● TEXT BLOCK

--------------------------------------------------

Surcoat, shield and trapper have the arms of their owner. The rowel-spur
makes a rare appearance. Weapons change little. although the sword is
often longer and heavier. Richard I. had favoured the cross-bow, in
spite of papal denunciations of that weapon hateful to God, and its use
is common through all the 13th century, after which it makes way for the
national weapon of the long-bow.
14th century.
In the 14th century, the high-day of chivalry, the age of Crecy and
Poitiers, of the Black Prince and Chandos, the age which saw enrolled
the noble company of the Garter, the art of the armourer and
weapon-smith strides forward. At its beginning we see many knights still
clad in chain mail with no visible plate. At its end the knight is often
locked in plates from head to foot, no chainwork showing save the camail
edge under the helm and the fringe of the mail skirt or hawberk.
[Illustration: FIG. 6.--Brass of Sir John de Creke.
From Waller's _Monumental Brasses._]
Before the first quarter of the 14th century is past many of these
plates are in common use. Sir John de Creke's brass, about 1325-1330, is
a fair example (fig. 6). His helmet is a basinet, pointed at the top,
probably worn over a complete hood of mail flowing to the mid-breast.

--------------------------------------------------

● INFORMATION SHOWN
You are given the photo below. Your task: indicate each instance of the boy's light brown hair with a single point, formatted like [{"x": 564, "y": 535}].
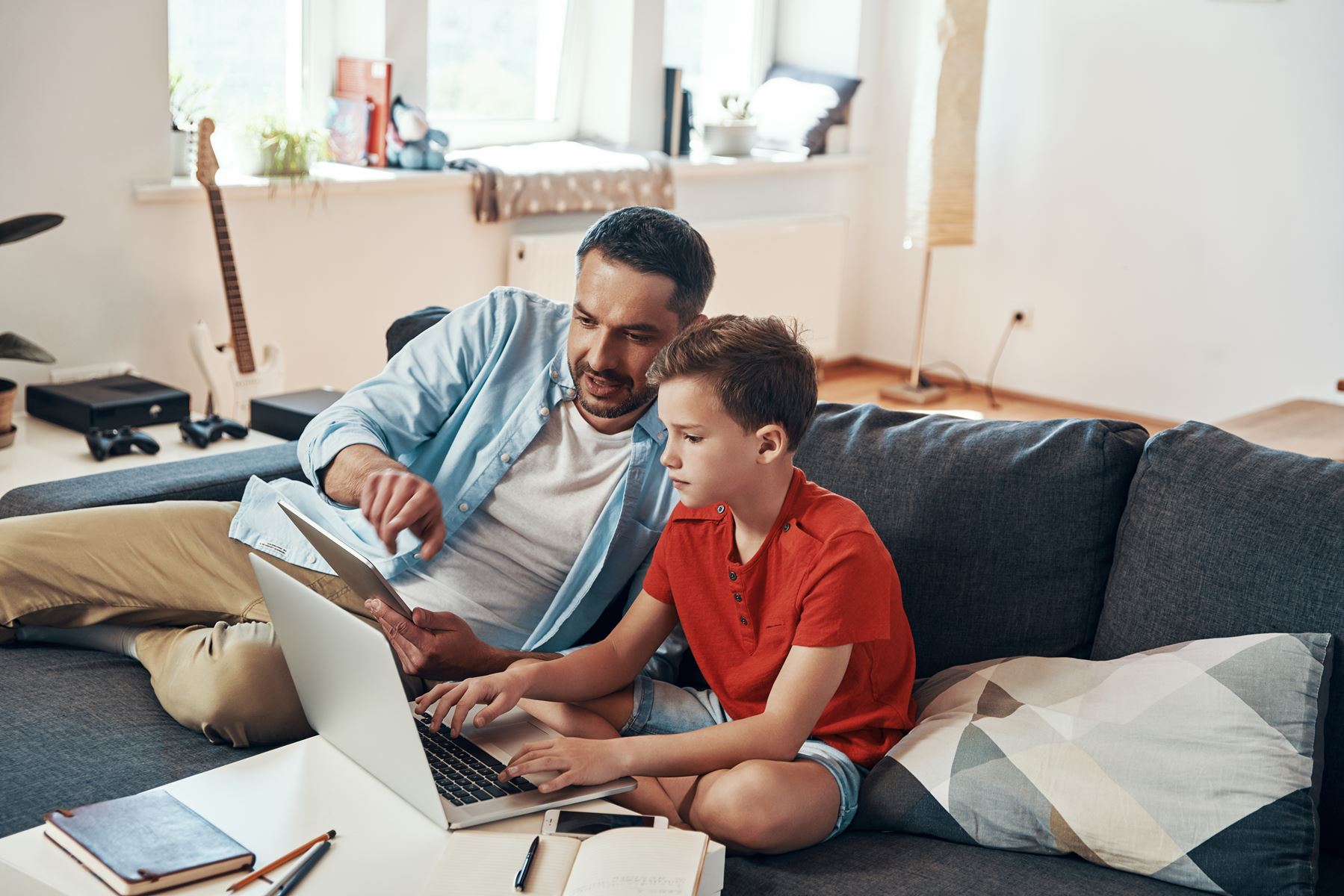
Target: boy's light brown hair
[{"x": 757, "y": 367}]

--------------------------------------------------

● TASKS FOR THIS EXERCISE
(A) In the armour text, which weapon takes the place of the cross-bow after the 13th century?
(B) For each statement, say whether the armour text agrees. Answer yes or no and quote the words that decide it.
(i) Richard I. favoured the cross-bow.
(ii) At the start of the 14th century, knights generally wore plate armour with no chain mail.
(iii) Sir John de Creke's helmet is pointed at the top.
(C) In the armour text, rewrite the passage between "[Illustration: FIG. 6.--Brass" and "to the mid-breast.", inclusive, changing "basinet" to "bascinet".
The material isn't needed for anything here.

● ANSWERS TO THE TASKS
(A) The long-bow, called the national weapon.

(B)
(i) Yes: "Richard I. had favoured the cross-bow"
(ii) No: "At its beginning we see many knights still clad in chain mail with no visible plate."
(iii) Yes: "His helmet is a basinet, pointed at the top"

(C)
[Illustration: FIG. 6.--Brass of Sir John de Creke.
From Waller's _Monumental Brasses._]
Before the first quarter of the 14th century is past many of these
plates are in common use. Sir John de Creke's brass, about 1325-1330, is
a fair example (fig. 6). His helmet is a bascinet, pointed at the top,
probably worn over a complete hood of mail flowing to the mid-breast.